◆ What you have to do ◆
Render the data below as a JSON list of strings with one string per line, skipping any blank lines.

◆ Dataset ◆
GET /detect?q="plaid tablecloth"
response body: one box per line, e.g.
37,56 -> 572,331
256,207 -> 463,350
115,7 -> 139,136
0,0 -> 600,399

◆ Response ◆
[
  "GET /detect?q=\"plaid tablecloth\"",
  "response body: one box per line, e.g.",
  "37,56 -> 572,331",
  "256,207 -> 463,350",
  "115,7 -> 139,136",
  "0,0 -> 600,399"
]